At the start of the movie, we see Brandon begins preparing for his performance of masculinity. One of the things he does is beg his cousin to cut his hair as short as possible. He desperately desires to conform to the social construct of a male. He talks like a male, dresses like a male and goes as far stuffing socks in his pants so he can show he too has the male bulge. His cousin does not hesitate to warn him however to be very careful with how far he takes his male performance. She cautions that if he is not careful with his gender role and performance as a male, he will become a “deformity”. Brandon does other things to show he is male and masculine, such as taping and flattening his breasts. So in a sense in the movie we see him exposed a performer trying to be a male although technically he is not. If we compare this to other male characters who are portrayed, they do not have to put on this same performance to show their gender role as males.

Brandon’s body does not fit into social norms and as Butler states in her works “the gendered body does not simply embody social norms but is produced by discourses that provide meaning”,(Butler, 1990, pg. 21). What Brandon is performing is what some would consider a fantasy and a misguided conception of being heterosexual. Butler says there is not a natural way we perform this, but is defined by what we construct in the way we act. In the way he acts as shown in the movie, Brandon attempts to construct the identity of a male in which he believes society is capable of accepting. At first he seems to interact well with both other males and females.

In the beginning, it appears that Brandon has no trouble playing the part of the male and gives the impression he is able to interact and identify with other males like John. He gets accepted into their circle after becoming involved in a bar fight and coming out as a winner. Brandon also takes part in other activities which society considers to be “male”. One of the things Brandon does is takes part in something called bumper ski. Bumper ski is where someone ties you to the back of a vehicle and drags you and is not something you would see a woman taking part in. When Brandon is questioned about it, he defends himself by stating this is just something that men take part in. He wants his performance as a male to be as real as possible.

• [Information provided]:
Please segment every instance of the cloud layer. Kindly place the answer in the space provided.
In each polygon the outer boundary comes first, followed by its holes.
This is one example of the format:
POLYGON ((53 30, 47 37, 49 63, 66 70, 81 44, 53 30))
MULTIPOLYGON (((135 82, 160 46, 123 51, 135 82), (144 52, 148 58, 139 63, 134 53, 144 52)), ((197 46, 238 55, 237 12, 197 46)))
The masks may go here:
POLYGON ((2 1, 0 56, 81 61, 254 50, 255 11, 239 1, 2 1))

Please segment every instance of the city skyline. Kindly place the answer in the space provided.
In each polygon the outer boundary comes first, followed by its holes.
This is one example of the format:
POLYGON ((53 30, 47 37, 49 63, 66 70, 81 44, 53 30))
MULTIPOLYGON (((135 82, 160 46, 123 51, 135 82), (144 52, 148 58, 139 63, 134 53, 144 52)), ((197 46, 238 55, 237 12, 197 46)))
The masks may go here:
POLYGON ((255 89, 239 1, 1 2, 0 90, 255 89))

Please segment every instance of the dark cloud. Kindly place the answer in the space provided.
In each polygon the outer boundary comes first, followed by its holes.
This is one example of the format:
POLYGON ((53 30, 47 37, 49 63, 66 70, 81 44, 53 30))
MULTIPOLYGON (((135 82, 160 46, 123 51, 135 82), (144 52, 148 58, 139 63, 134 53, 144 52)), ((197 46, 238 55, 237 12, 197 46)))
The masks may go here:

• [Work item A]: Reproduce the passage of the essay on Brandon's gender performance from "Brandon’s body does" to "males and females.", word for word.
• [Work item B]: Carry on the essay about Brandon's performance of masculinity from its final sentence.

• [Result A]:
Brandon’s body does not fit into social norms and as Butler states in her works “the gendered body does not simply embody social norms but is produced by discourses that provide meaning”,(Butler, 1990, pg. 21). What Brandon is performing is what some would consider a fantasy and a misguided conception of being heterosexual. Butler says there is not a natural way we perform this, but is defined by what we construct in the way we act. In the way he acts as shown in the movie, Brandon attempts to construct the identity of a male in which he believes society is capable of accepting. At first he seems to interact well with both other males and females.

• [Result B]:
“Realness is not exactly performance, not exactly an imitation; it is the way that people appropriate the real,”(Butler, 1993, pg. 129). In Brandon’s case, there is a failure of performance because he does not understand what he is doing is reality. “We act as if that being of a man or that being of a woman is actually an internal reality or something that is simply true about us, a fact about us, but actually is a phenomenon that is being produced all the time, so to say gender is performative is to say that nobody really is a gender from the start”, (Butler, CITATION). What the movie shows is that Brandon although is playing the role of the male, is failing to meet the gender performative as there are certain male things in which he is unable to do. In the scene in the bathroom, Tom is confused by Brandon because of his lack of a particular body part and this is where one of the failures of gender performance is highlighted. However, despite this, his girlfriend Lana, accepts Brandon as he is. Of course, she is not without her doubts as the film illustrates as at times, she appears to look confused when in intimate scenes with Brandon. He also tries to be the caring man and show that he can fulfill her emotional needs. What makes him even more believable is in his role as the man this “performance illustrates the constant effort to construct and imitate gender ideals”, (Butler, 1990, 338). This shows the complications of gender fluidity. Throughout the movie, Lana gives hints that she might be aware of Brandon’s true identity. However , she declares rather emphatically, that she does not care what he is, it does not matter to her. It is because of this there is disintegration of the gender binary.

Once Brandon’s true identity is revealed , this makes his friends who had originally accepted him for who he was angry. At this point in the movie, the masculinity he had known was suddenly gone. From here there is a depiction of the fear shown as transphobia and fear of homosexuals. Because Brandon was biologically a woman who identified as a man, John and Tom felt he must be punished. John and Tom perform their gender as they are violent in their actions towards Brandon. Butler says in her works “It's my view that gender is culturally formed, but it's also a domain of agency or freedom and that it is most important to resist the violence that is imposed by ideal gender norms, especially against those who are gender different, who are nonconforming in their gender presentation”, (CITATION). What happened here is since Brandon was not a conformist to the gender he was born with, Tom and John felt they had the right to show violence to let him know his actions of performing the role of a man were not acceptable to them.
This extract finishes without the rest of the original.